---------- Vorgegebener Text

Timo Schutt | 10.09.2014
Nicht jeder Mitarbeiter will hinnehmen, dass in seinem Betrieb gegen Vorschriften verstoßen wird. Für ihn stellt sich die Frage, was er tun kann bzw. ggf. muss. In meiner Beratungspraxis gibt es immer wieder Mitarbeiter, die verzweifelt Hilfe suchen.

Ein paar Beispiele:

• Ein Mitarbeiter – ein Auszubildender – arbeitet bei einer Veranstaltungsagentur und wurde auf einer Veranstaltung schwer verletzt. Im Krankenhaus wurde ihm eine mehrwöchige Arbeitsunfähigkeitsbescheinigung ausgestellt. Der Arbeitgeber hat sich dafür aber nicht interessiert und dem verletzten Azubi zunächst vorgejammert, dass der Betrieb pleite gehen würde, wenn er nicht arbeiten kommen würde. Der Azubi schleppte sich zur Arbeit, gab aber aufgrund großer Schmerzen bald wieder auf. Nunmehr drohte der Arbeitgeber mit einem schlechten Zeugnis, wenn er sich nicht zusammenreißen würde.

--------------------
---------- Datenteil

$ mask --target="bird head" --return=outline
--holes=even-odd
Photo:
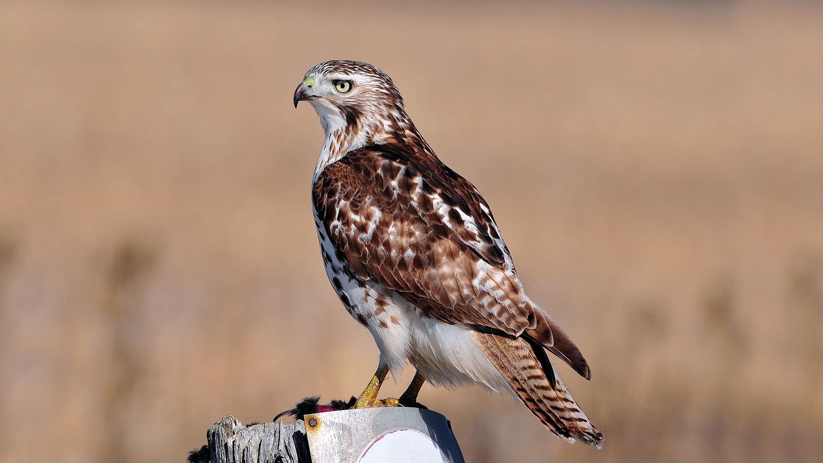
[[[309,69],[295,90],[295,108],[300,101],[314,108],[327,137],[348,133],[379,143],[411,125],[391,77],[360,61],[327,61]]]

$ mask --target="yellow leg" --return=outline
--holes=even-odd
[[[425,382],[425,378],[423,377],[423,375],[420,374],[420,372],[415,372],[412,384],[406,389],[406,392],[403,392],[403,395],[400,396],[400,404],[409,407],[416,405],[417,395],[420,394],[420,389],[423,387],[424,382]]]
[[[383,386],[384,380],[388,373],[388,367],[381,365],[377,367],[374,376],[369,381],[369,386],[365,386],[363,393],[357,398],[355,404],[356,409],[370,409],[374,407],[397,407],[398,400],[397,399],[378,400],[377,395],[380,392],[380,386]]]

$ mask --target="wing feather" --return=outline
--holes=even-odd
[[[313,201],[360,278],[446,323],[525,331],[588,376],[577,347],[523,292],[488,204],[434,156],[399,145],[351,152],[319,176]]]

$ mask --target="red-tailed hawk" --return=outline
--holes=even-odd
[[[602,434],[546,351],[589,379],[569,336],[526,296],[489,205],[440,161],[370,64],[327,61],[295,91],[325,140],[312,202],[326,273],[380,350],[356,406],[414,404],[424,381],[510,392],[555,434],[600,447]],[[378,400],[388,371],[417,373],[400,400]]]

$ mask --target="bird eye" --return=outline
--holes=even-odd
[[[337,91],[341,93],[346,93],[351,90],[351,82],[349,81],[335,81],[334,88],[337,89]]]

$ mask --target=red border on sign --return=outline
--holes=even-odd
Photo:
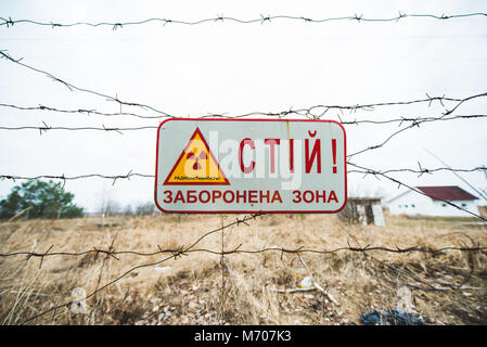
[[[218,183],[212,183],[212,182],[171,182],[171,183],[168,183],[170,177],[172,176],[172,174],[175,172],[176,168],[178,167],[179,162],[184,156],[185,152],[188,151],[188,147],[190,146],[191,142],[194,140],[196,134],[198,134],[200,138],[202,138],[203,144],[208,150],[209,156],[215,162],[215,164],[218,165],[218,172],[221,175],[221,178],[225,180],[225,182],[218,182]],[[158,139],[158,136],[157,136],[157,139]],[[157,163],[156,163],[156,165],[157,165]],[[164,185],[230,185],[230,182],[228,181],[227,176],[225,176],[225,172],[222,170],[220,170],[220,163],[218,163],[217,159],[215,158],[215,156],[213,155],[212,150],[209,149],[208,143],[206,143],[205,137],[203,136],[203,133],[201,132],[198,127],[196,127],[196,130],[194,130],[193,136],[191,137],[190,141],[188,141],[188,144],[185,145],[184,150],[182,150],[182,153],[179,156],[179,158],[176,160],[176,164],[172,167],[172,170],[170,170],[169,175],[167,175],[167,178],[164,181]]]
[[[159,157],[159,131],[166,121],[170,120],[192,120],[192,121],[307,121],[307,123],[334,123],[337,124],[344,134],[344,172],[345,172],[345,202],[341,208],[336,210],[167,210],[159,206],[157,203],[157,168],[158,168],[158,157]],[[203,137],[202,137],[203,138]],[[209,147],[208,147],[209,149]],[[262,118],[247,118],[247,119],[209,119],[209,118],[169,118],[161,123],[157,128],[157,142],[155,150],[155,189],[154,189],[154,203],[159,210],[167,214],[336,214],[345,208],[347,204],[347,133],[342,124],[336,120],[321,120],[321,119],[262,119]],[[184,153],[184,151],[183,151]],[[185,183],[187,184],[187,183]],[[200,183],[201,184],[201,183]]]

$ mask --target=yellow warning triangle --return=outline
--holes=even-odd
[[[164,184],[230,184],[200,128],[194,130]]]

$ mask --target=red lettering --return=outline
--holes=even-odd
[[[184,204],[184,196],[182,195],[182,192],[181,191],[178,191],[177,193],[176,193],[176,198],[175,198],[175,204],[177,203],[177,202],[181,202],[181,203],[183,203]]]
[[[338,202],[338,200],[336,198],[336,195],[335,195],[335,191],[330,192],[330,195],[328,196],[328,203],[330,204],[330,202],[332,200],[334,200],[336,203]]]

--------------------

* Aufgaben
A: Ändere im Text über Vorschriftenverstöße im Betrieb den Abschnitt von „Timo Schutt |“ bis „nicht zusammenreißen würde.“, indem du „Arbeitgeber“ durch „Chef“ ersetzt, und gib diesen Abschnitt wieder.
B: Führe den Text über Vorschriftenverstöße im Betrieb ab der Stelle fort, an der er endet.
Die Daten werden hier nicht benötigt.

* Lösungen je Aufgabe
A:
Timo Schutt | 10.09.2014
Nicht jeder Mitarbeiter will hinnehmen, dass in seinem Betrieb gegen Vorschriften verstoßen wird. Für ihn stellt sich die Frage, was er tun kann bzw. ggf. muss. In meiner Beratungspraxis gibt es immer wieder Mitarbeiter, die verzweifelt Hilfe suchen.

Ein paar Beispiele:

• Ein Mitarbeiter – ein Auszubildender – arbeitet bei einer Veranstaltungsagentur und wurde auf einer Veranstaltung schwer verletzt. Im Krankenhaus wurde ihm eine mehrwöchige Arbeitsunfähigkeitsbescheinigung ausgestellt. Der Chef hat sich dafür aber nicht interessiert und dem verletzten Azubi zunächst vorgejammert, dass der Betrieb pleite gehen würde, wenn er nicht arbeiten kommen würde. Der Azubi schleppte sich zur Arbeit, gab aber aufgrund großer Schmerzen bald wieder auf. Nunmehr drohte der Chef mit einem schlechten Zeugnis, wenn er sich nicht zusammenreißen würde.

B:
• Viele Agenturen beschäftigen Azubis, zahlen denen den absoluten Mindestlohn, rechnen gegenüber ihren Kunden aber den vollen Satz eines ausgelernten Kaufmanns ab.
• Zum Thema Arbeitszeit gibt es die meisten Fälle; leider allerdings auch von Berufsschulen, die ihre angehenden Veranstaltungskaufleute über die zulässigen Arbeitszeiten hinaus bei den selbst geplanten Veranstaltungen arbeiten lassen.
• Regelmäßig berichten Mitarbeiter, dass ihr Vorgesetzter Leistungen beim Kunden abrechnet, die nie erbracht wurden.
• Ein Mitarbeiter arbeitet in einer Großraumdiskothek und berichtet, dass bis auf den Haupteingang alle nach außen gehenden Notausgangstüren per Schlüssel abgeschlossen werden und per Hand von innen nicht zu öffnen sind.
• Mitarbeiter von Ordnungsdiensten berichten, dass sie – teilweise unter Androhung des Arbeitsplatzverlustes – gezwungen werden, phasenweise die Besucher nicht zu zählen. In einigen Fällen wird behauptet, dass die doppelte Besucherzahl zeitgleich in der Location war als zulässig.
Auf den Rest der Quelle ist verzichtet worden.